◆ **Passage to read**
June 27

The Stratford Martyrs, Johann Eichhorn, and Helen Keller

A “Little” Free Library in Eisenach, Germany, 2022. Own photo.

Today in 1556, as England see-sawed between Protestant and Roman Catholic persecutions, thirteen Protestant leaders were executed for heresy. They were known as the Stratford Martyrs

Today marks the death, in 1827, of Johann Gottfried Eichhorn, one of the early scholars who brought historical-critical methods to the study of the Bible. 

Today also marks the birth, in 1880, of Helen Keller, advocate for the rights of workers and the disabled. 

Reflection:

Helen Keller is one of Alabama’s most famous historical figures, and was born in Tuscumbia. Though many elementary students in Alabama (like me) learned of her through the film The Miracle Worker, her significance to American history was never taught to us. We knew only that she was deaf and blind, and she became the source of many ableist “Helen Keller” jokes. What I only learned later was that these jokes were decades old, and were intended to disparage and overshadow her actual significance as an advocate for workers’ rights. 

James Loewen, author of Lies My Teacher Told Me, writes this about Helen Keller: 

“Helen Keller is taught as a blind and deaf girl who overcame her handicap, not the 64 years of her adult life. The truth is that Keller was a radical socialist. She came to realize that to deal solely with blindness was to treat the symptom, not the cause. She learned that blindness was concentrated in the lower class — men who were poor might be blinded by industrial accidents; poor women who became prostitutes faced the additional danger of syphilitic blindness. Thus Keller learned how the social class system controls people’s opportunities in life.…

“At the time Keller became a socialist, she was one of the most famous women on the planet. Her conversion to socialism caused a new storm of publicity — this time outraged newspapers that had extolled her courage and intelligence now emphasized her handicap — charging that she had no independent sensory input and was in thrall to those who fed her info.

“Keller helped found the ACLU. She sent $100 to the NAACP with a letter of support that appeared in its magazine — a radical act for a white person from Alabama in the ‘20s.”

Helen Keller wrote: 

“The few own the many because they possess the means of livelihood of all ... The country is governed for the richest, for the corporations, the bankers, the land speculators, and for the exploiters of labor. The majority of mankind are working people. So long as their fair demands - the ownership and control of their livelihoods - are set at naught, we can have neither men's rights nor women's rights. The majority of mankind is ground down by industrial oppression in order that the small remnant may live in ease.”

I shared this quote from Helen Keller when I mentioned Emanuel Swedenborg on January 29:

“Since my seventeenth year, I have tried to live according to the teachings of Emanuel Swedenborg. By "church" he did not mean an ecclesiastical organization, but a spiritual fellowship of thoughtful men and women who spend their lives for a service to mankind that outlasts them. He called it a civilization that was to be born of a healthy, universal religion — goodwill, mutual understanding, service from each to all, regardless of dogma or ritual.” 

Helen Keller

Prayer: God of the prophets, you continue to raise up voices, but we often choose not to see, hear, or understand. Give us the sense, and not just the senses, to hear, understand, and act. Amen.

◆ **Supplied data**
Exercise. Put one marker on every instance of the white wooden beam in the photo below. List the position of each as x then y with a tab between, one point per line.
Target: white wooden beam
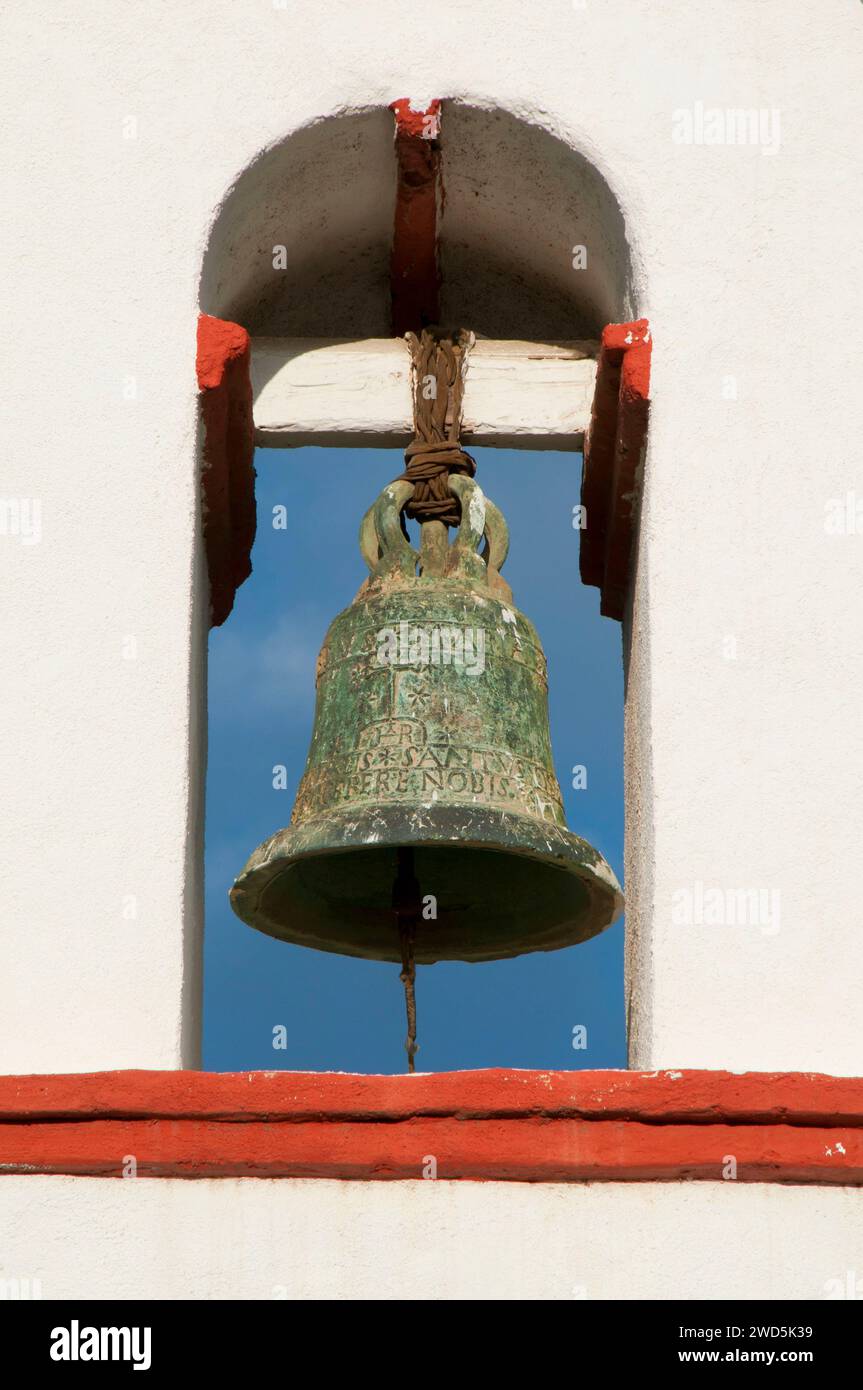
356	392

◆ **Activities**
A: According to the June 27 entry, in what town was Helen Keller born?
B: In the Helen Keller quotation in the June 27 entry that begins "The few own the many," list every party the country is said to be governed for.
C: For each statement, say whether it agrees with the June 27 entry, and quote the words from the entry that decide it.
(i) The thirteen Stratford Martyrs were executed in 1556.
(ii) Keller sent $100 to the ACLU.
(iii) Keller said she had tried to live by Emanuel Swedenborg's teachings since her seventeenth year.
Nothing here draws on the listing.

◆ **Task-by-task answers**
A: Tuscumbia

B: the richest; the corporations; the bankers; the land speculators; the exploiters of labor

C:
(i) Yes: "Today in 1556, as England see-sawed between Protestant and Roman Catholic persecutions, thirteen Protestant leaders were executed for heresy."
(ii) No: "She sent $100 to the NAACP with a letter of support that appeared in its magazine"
(iii) Yes: "Since my seventeenth year, I have tried to live according to the teachings of Emanuel Swedenborg."